(SELECTED EXCERPT Opens)

SRSWWW Exercises
A. Simple Queries
-
Search SWISS-PROT for proteins involved in photosynthesis. First
search in the Description field then try other fields such as Keywords
(try using wildcard '*').
-
Search for the SWISS-PROT entry with accession n'umber P00221 (and follow
some of the associated links).
-
Search for all authors with surname "Smith" in SWISS-PROT.
-
Search for all SWISS-PROT proteins involved in photosynthesis which were
published by someone named "Smith". Do this search first as a combination
of searches in the "Query Manager" and again from the query form.
-
How many non-EST sequences exist in EMBL? ( Use the 'Division' index)
-
How many tomato sequences exist in EMBL and SWISS-PROT. What is the problem
with just using 'tomato' in the query form with standard setting?
-
Find all sequences in EMBL which were released this year ( Select the 'Date'
field and use dd-mmm-yy(yy): format).
-
Find all sequences in both SWISS-PROT and SWISSNEW that were created between
1. January 1996 and 1 July 1996
-
Find the EMBL sequences that were published in Nature Vol. 408, pages
157 to 158 in 2000. (Use the field information page to get further help)
-
Search all dihydrofolate reductases in SWISS-PROT.
-
Search all dihydrofolate reductases in SWISS-PROT with sequences of length
between 500 and 700.
-
Search 'kinase' in the 'Description' index of SWISS-PROT. Why are some
of the found entries not kinases? Find at a word that when found together
with 'kinase' strongly indicates that the protein is not a kinase at all.
(Select the 'Description' field to be displayed in the entry list)
B. Browsing Indices
-
How many spellings exist in the 'Keywords' index of EMBL for the name(s)
of the ribulose bisphosphate carboxylase. (Use lots of the wildcard '*'
anywhere in the search word)
-
Find out if the 'Description' and 'Keywords' indices of SWISS-PROT contain
any words with spaces. ( Use a search expression with a wildcard ('*')
at the end and the beginning)
-
What is the shortest author name in SWISS-PROT? ( Use wildcards '?')
-
Search 'homeobox*' in 'AllText' of all sequence databanks. How many indices
are searched alltogether? Is the query 'homeobox*' suitable to find all
proteins containing a homeobox?
-
Use a regular expression search to find all words consisting of 'nif' and
another character ( Don't forget to put the regular expression within '/'s)
(Help available at "SRS users manual 8.1.3")

(SELECTED EXCERPT Closes)
(EXCERPTED RECORDS Opens)

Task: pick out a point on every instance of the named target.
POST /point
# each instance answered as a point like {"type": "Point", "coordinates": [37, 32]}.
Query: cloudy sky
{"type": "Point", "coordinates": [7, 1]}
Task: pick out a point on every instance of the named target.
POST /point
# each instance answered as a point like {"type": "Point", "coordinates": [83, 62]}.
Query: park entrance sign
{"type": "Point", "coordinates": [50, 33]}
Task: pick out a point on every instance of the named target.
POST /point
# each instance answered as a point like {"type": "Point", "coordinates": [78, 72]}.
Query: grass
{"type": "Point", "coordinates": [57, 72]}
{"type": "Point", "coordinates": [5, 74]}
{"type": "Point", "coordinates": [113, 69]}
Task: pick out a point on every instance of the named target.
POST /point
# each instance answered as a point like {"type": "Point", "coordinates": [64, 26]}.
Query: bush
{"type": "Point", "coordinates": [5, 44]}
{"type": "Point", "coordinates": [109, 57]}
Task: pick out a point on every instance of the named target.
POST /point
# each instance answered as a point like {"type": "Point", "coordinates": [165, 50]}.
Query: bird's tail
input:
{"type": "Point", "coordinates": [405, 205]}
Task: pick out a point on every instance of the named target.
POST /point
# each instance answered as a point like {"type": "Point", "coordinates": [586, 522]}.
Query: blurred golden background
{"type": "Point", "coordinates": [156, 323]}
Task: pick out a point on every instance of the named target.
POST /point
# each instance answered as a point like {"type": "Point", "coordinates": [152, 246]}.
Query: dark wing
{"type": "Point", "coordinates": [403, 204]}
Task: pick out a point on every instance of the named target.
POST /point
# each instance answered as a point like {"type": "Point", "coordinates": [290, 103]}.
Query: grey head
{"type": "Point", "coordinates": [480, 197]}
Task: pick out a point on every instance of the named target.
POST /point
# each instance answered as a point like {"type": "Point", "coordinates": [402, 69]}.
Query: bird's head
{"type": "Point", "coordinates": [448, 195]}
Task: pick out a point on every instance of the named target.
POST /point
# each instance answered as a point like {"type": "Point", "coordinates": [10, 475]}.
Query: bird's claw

(EXCERPTED RECORDS Closes)

Reproduce the SRSWWW exercise sheet word for word, everything from "B. Browsing Indices" down to "the search word)".

B. Browsing Indices
-
How many spellings exist in the 'Keywords' index of EMBL for the name(s)
of the ribulose bisphosphate carboxylase. (Use lots of the wildcard '*'
anywhere in the search word)